EXTRACT:
>>>

I've looked at a couple of different threads around this, and the responses have been helpful, but ultimately the answers don't fit my use-case. 

 

I'm a scientist, and I use EN as a virtual lab notebook to store protocols, data, conference notes etc. The one thing missing is the ability to manage the thousands of pdfs of scientific literature that I need. Many other tools for this exist (like Papers2 and mendeley), but using multiple applications and trying to keep them sync'd is a pain, especially as I'm getting ready to write my thesis and already have to keep track of way too much.

 

I'm not asking for a full-featured library manager like Mendeley, but at a bare minimum, I need to be able to access and do advanced searches in the metadata that's pulled down in pdfs. For instance, if I download a paper published in Science in 2008 by John Smith, I can search for "smith 2008 science." Evernote can find text inside pdfs, but it will return any document or note that has "smith," "2008," and "science" somewhere in the note, regardless of where it appears. Since many of my papers have probably been authored by Smith, or will reference him, and the references for almost all of my papers likely contain Science and 2008 somewhere, searches for these key details will be more or less useless. What I need is to be able to search for "Date:2008, Author:smith, Journal:science" or something and have it return only papers published in science in 2008 that has smith as an author. Those parameters exist in the metadata attached to scientific papers, but EN doesn't seem to know how to read it/search for it.

<<<

Reproduce word for word the part of the post on searching PDF metadata that starts with "I've looked at" and goes on through "way too much.".

LISTED RECORDS:
>>>

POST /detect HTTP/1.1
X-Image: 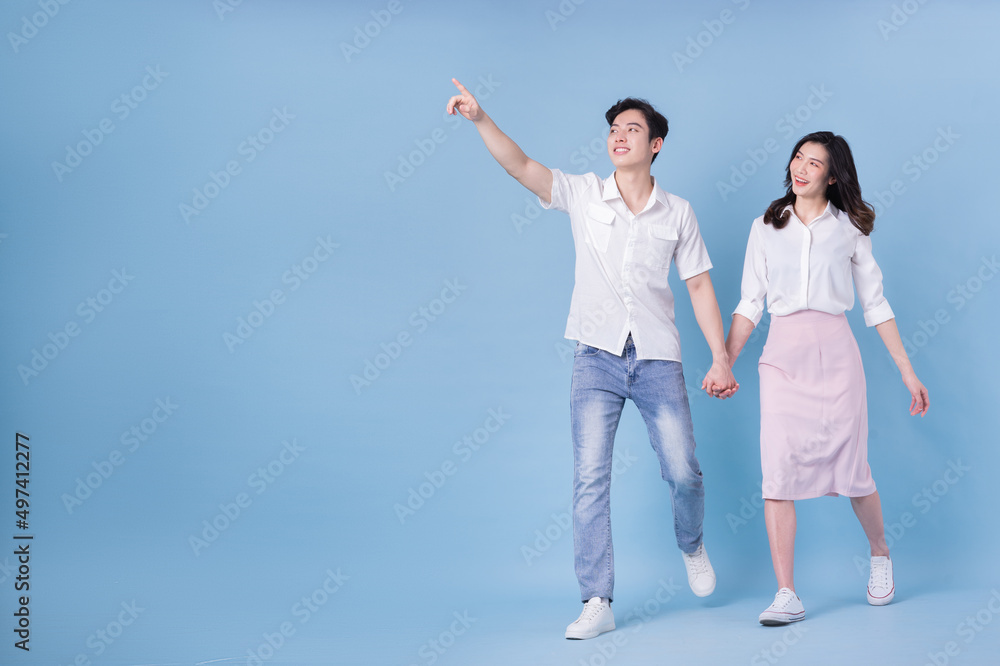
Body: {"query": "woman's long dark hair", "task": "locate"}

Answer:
[764,132,875,236]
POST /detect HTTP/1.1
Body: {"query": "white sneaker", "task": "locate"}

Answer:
[681,544,715,597]
[566,597,615,639]
[758,587,806,627]
[868,555,896,606]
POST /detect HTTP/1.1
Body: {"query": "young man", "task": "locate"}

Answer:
[447,79,738,639]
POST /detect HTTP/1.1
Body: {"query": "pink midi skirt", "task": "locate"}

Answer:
[758,310,875,500]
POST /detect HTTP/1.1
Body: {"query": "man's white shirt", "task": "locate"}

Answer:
[539,169,712,361]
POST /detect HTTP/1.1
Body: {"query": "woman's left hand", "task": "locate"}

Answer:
[903,372,931,416]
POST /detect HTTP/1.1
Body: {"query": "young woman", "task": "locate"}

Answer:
[726,132,930,625]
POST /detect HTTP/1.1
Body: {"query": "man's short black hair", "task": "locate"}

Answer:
[604,97,670,164]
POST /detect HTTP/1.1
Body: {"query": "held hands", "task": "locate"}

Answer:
[701,361,740,400]
[445,79,485,122]
[903,372,931,417]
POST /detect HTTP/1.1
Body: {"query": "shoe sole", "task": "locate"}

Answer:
[566,622,615,641]
[760,611,806,627]
[868,588,896,606]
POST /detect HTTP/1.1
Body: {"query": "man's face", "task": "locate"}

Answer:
[608,109,663,169]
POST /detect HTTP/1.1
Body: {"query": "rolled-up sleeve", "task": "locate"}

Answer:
[851,233,896,326]
[733,222,767,326]
[538,169,573,213]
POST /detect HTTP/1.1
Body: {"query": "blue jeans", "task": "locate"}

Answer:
[570,336,705,601]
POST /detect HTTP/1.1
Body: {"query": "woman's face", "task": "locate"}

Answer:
[788,141,836,199]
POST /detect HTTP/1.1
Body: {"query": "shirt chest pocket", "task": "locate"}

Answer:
[646,224,677,269]
[584,203,615,252]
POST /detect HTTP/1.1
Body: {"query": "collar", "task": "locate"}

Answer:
[601,172,670,212]
[781,201,840,224]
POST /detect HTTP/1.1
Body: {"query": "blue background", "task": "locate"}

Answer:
[0,0,1000,666]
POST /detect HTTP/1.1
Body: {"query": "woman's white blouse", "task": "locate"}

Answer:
[734,204,895,326]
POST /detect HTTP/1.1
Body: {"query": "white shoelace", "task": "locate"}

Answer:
[868,560,891,589]
[771,588,795,610]
[577,601,604,622]
[684,548,708,574]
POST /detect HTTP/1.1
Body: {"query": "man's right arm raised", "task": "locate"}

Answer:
[446,79,552,204]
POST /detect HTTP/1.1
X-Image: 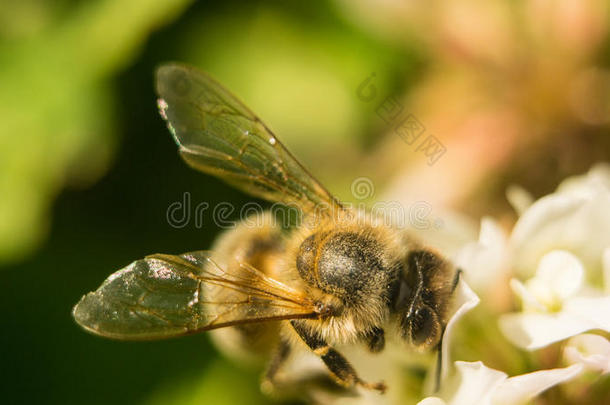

<<<

ANSWER:
I've looked at a couple of different threads around this, and the responses have been helpful, but ultimately the answers don't fit my use-case. 

 

I'm a scientist, and I use EN as a virtual lab notebook to store protocols, data, conference notes etc. The one thing missing is the ability to manage the thousands of pdfs of scientific literature that I need. Many other tools for this exist (like Papers2 and mendeley), but using multiple applications and trying to keep them sync'd is a pain, especially as I'm getting ready to write my thesis and already have to keep track of way too much.